• What you need to do
Copy the data exactly; pictures stay out of the copy.
-- Start of Dataset records --
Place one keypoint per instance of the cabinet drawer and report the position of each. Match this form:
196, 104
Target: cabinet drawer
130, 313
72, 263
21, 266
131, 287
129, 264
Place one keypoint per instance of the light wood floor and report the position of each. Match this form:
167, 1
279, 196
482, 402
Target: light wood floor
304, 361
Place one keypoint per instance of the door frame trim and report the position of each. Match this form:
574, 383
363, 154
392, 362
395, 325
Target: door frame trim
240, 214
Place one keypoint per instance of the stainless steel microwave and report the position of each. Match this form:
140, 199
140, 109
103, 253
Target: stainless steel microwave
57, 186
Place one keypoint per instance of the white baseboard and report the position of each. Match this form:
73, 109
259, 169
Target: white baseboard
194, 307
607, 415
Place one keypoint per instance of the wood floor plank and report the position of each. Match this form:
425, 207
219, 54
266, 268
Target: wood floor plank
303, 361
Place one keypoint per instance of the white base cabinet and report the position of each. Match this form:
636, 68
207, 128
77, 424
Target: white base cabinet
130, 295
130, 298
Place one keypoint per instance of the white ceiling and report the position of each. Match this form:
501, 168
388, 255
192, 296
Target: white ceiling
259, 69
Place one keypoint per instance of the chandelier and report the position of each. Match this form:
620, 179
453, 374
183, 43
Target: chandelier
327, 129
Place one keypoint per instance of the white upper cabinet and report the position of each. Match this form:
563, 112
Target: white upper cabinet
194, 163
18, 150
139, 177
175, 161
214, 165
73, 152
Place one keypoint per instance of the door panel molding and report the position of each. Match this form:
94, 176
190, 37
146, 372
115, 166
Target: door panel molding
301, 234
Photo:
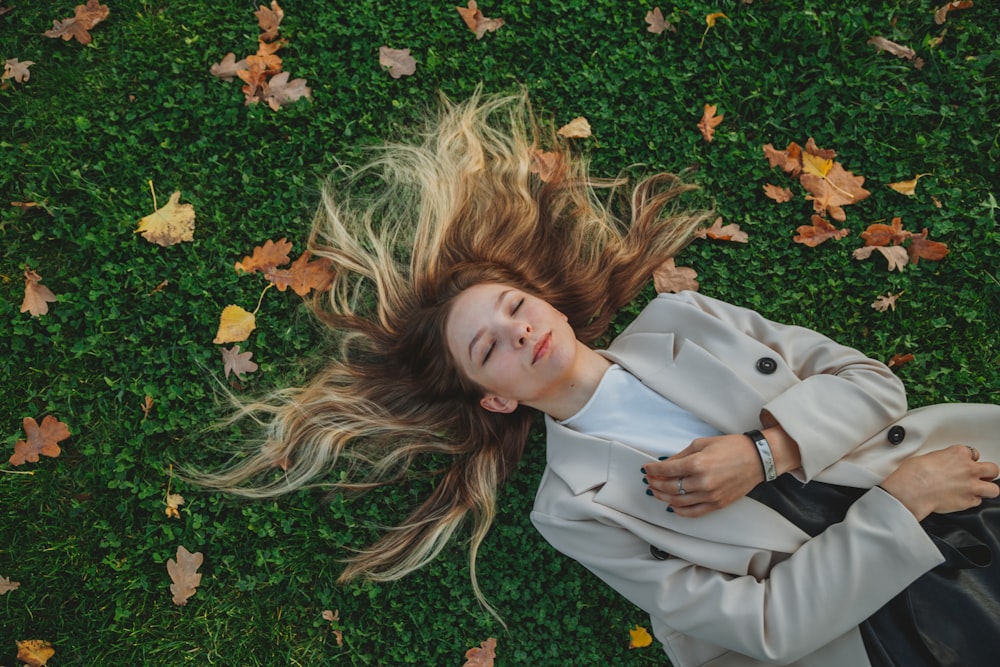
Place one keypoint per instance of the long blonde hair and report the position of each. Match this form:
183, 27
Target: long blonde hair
462, 204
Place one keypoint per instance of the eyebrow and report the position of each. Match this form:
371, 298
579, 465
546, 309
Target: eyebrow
482, 330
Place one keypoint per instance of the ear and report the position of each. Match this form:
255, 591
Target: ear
495, 403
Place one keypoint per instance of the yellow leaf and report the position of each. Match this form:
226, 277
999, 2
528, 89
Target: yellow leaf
235, 325
640, 637
169, 225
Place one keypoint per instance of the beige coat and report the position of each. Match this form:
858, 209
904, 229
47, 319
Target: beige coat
743, 586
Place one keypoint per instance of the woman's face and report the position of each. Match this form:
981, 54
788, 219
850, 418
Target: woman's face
516, 346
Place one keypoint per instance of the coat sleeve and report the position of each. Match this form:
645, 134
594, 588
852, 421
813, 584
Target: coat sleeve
829, 585
843, 397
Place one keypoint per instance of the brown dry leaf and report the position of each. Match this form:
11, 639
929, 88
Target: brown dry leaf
237, 362
42, 439
266, 257
908, 188
235, 325
578, 128
709, 121
268, 20
717, 231
780, 195
35, 652
228, 68
184, 573
475, 20
819, 231
399, 61
941, 15
668, 277
6, 585
549, 165
658, 24
887, 302
482, 655
37, 296
79, 25
173, 223
304, 275
16, 70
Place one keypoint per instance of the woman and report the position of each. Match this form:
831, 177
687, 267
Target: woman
473, 275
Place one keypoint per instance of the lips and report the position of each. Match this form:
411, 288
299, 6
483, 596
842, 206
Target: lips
541, 347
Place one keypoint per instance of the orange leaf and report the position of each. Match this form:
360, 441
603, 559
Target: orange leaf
819, 231
42, 439
709, 121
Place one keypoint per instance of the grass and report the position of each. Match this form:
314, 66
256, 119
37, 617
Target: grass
86, 534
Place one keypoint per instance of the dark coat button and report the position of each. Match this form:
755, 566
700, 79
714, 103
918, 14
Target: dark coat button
767, 365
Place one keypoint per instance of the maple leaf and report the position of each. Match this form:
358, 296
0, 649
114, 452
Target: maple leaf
42, 439
639, 637
235, 325
79, 25
658, 24
887, 302
279, 91
668, 277
482, 655
475, 20
717, 231
37, 296
173, 223
709, 121
819, 231
184, 573
228, 67
303, 276
578, 128
780, 195
399, 61
268, 20
6, 585
237, 362
267, 256
941, 15
16, 70
908, 188
35, 652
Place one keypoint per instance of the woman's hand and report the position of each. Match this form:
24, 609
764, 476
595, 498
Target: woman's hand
716, 472
948, 480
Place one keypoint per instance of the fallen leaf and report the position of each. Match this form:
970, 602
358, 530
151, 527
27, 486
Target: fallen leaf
237, 362
819, 231
6, 585
37, 296
173, 223
887, 302
908, 188
35, 652
14, 69
235, 325
708, 122
720, 232
42, 439
79, 25
184, 573
639, 637
668, 277
780, 195
578, 128
482, 655
476, 21
399, 61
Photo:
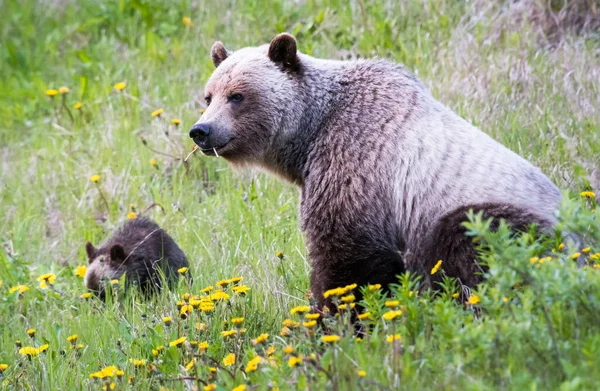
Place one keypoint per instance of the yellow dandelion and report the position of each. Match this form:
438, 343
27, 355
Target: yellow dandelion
299, 310
394, 337
330, 338
229, 360
436, 267
178, 342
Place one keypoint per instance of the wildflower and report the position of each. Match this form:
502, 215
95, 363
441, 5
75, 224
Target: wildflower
253, 364
365, 315
237, 320
178, 341
137, 363
391, 315
29, 351
330, 338
80, 271
299, 310
240, 289
46, 279
21, 288
392, 338
260, 339
229, 360
348, 299
190, 365
293, 361
227, 334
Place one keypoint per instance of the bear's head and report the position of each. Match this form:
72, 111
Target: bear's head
-- End of Dataset records --
• Exercise response
Place one keypoint per instance of the cabinet drawer and report the position of each. Match this form:
196, 104
Target: cabinet drawer
130, 313
72, 263
21, 266
131, 287
129, 264
Place one keypoint per instance of the light wood floor and report the position of each. Match this form:
167, 1
279, 196
482, 402
Target: light wood floor
304, 361
Place one keypoint per instance of the door frame trim and report the position of each. Match this form:
574, 383
363, 154
392, 362
395, 325
Target: door frame trim
240, 214
Place one keypoint per instance of the stainless steel microwave and report the position of each. Match this form:
140, 199
140, 109
103, 253
Target: stainless steel microwave
57, 186
Place one keypoint per instance of the white baseboard and report the position of each. Match this form:
73, 109
259, 169
Target: white baseboard
194, 307
607, 415
Place one keypoint per instance of the wood floor plank and report the position of each. Match this form:
425, 207
219, 54
266, 268
Target: wood floor plank
303, 361
Place one keypoint per instance of the white base cabinet and report the position of each. Match this form:
636, 68
207, 128
77, 424
Target: white base cabinet
130, 295
130, 298
Place one keypoint per instance of the white ceiling and report the position of each. Match this form:
501, 168
388, 255
192, 296
Target: white ceiling
259, 69
Place one keypoint per instance of the chandelier and report the position of each. Match this form:
620, 179
453, 374
183, 43
Target: chandelier
327, 129
Place one keypoint per instance of the white upper cabinet and report the position of each. Match this form:
563, 112
Target: white upper cabinet
194, 163
18, 150
139, 177
175, 161
214, 165
73, 152
Place one keypoint per instance of the door panel molding and report the position of each. Match this form:
94, 176
190, 37
146, 372
115, 166
Target: door panel molding
301, 234
Photo:
Place one keypoint per instance of the long blonde hair and report the position of each. Match this form:
183, 27
Target: long blonde hair
462, 204
Place one keypoint per instance of the eyebrow and report the position of each. Match this form:
371, 298
579, 465
546, 309
Target: eyebrow
482, 330
Place one keypoint per instance of the ear and report the position of each. Match this form:
255, 591
Target: ear
495, 403
Place one keypoint per instance of the yellow leaf and report the position of each. Match this form:
226, 277
999, 2
528, 89
Target: yellow leaf
235, 325
640, 637
169, 225
Place one keypoint per instance of the beige coat and report the position of each. Match this form:
858, 209
904, 229
47, 319
Target: beige coat
743, 586
Place one keypoint per instance of the woman's face and report the position of each. Match this form:
981, 54
788, 219
850, 418
Target: woman's face
516, 346
Place one keypoint per instance of the coat sleeve and report the position of each. Match this form:
645, 134
594, 588
852, 421
813, 584
Target: coat sleeve
829, 585
843, 397
Place one keypoint per instance of the brown dry leaf and report the position of each. Match this form:
11, 639
929, 88
Target: brown dry leaf
237, 362
42, 439
266, 257
908, 188
235, 325
578, 128
709, 121
268, 20
717, 231
780, 195
35, 652
228, 68
184, 573
475, 20
819, 231
399, 61
941, 15
668, 277
6, 585
549, 165
658, 24
887, 302
482, 655
37, 296
79, 25
173, 223
304, 275
16, 70
Place one keypoint per instance of the woman and report the position of each. Match this form:
831, 177
687, 267
Target: woman
473, 275
Place one keypoint per instance of the lips and report the position of each. Match this form:
411, 288
299, 6
483, 596
842, 206
Target: lips
541, 347
Place one keypoint per instance of the orange leaf and report the position of each. Match this form:
360, 441
603, 559
Target: orange leaf
819, 231
42, 439
709, 121
Place one keypoint per instance of the grass and report the position of each. Match this form:
314, 66
256, 119
37, 617
Target: grass
86, 534
Place one keypoint per instance of the dark coat button and report the position of each. Match this form:
755, 566
700, 79
714, 103
918, 14
Target: dark coat button
767, 365
Place one keypoint per instance of the maple leaf and report the position of each. Match this form:
358, 296
0, 649
114, 452
Target: maple leaf
42, 439
639, 637
235, 325
79, 25
658, 24
887, 302
279, 91
668, 277
482, 655
475, 20
717, 231
37, 296
173, 223
709, 121
819, 231
184, 573
228, 67
303, 276
578, 128
780, 195
399, 61
268, 20
6, 585
237, 362
267, 256
941, 15
16, 70
908, 188
35, 652
Place one keypoint per instance of the woman's hand and report the position of each. Match this form:
24, 609
764, 476
595, 498
Target: woman's hand
716, 472
948, 480
Place one keypoint per instance of the fallen leaf and report the position of each. Match this form:
970, 602
358, 530
151, 527
27, 486
Target: fallen leaf
237, 362
819, 231
6, 585
37, 296
173, 223
887, 302
908, 188
35, 652
14, 69
235, 325
708, 122
720, 232
42, 439
79, 25
184, 573
639, 637
668, 277
780, 195
578, 128
482, 655
476, 21
399, 61
Photo:
Place one keypoint per instance of the yellow dandelion and report the position of each. Match this form:
438, 343
27, 355
Target: yellow dandelion
299, 310
394, 337
330, 338
229, 360
436, 267
178, 342
Place one keypoint per instance of the wildflower and report the position of each. Match this form:
502, 215
95, 363
441, 5
75, 224
Target: wildflower
253, 364
365, 315
237, 320
178, 341
137, 363
391, 315
29, 351
330, 338
80, 271
299, 310
240, 289
46, 279
21, 288
392, 338
260, 339
229, 360
348, 299
190, 365
293, 361
227, 334
Place one keypoint per instance of the bear's head and report the position of each. Match this form:
72, 111
Target: bear's head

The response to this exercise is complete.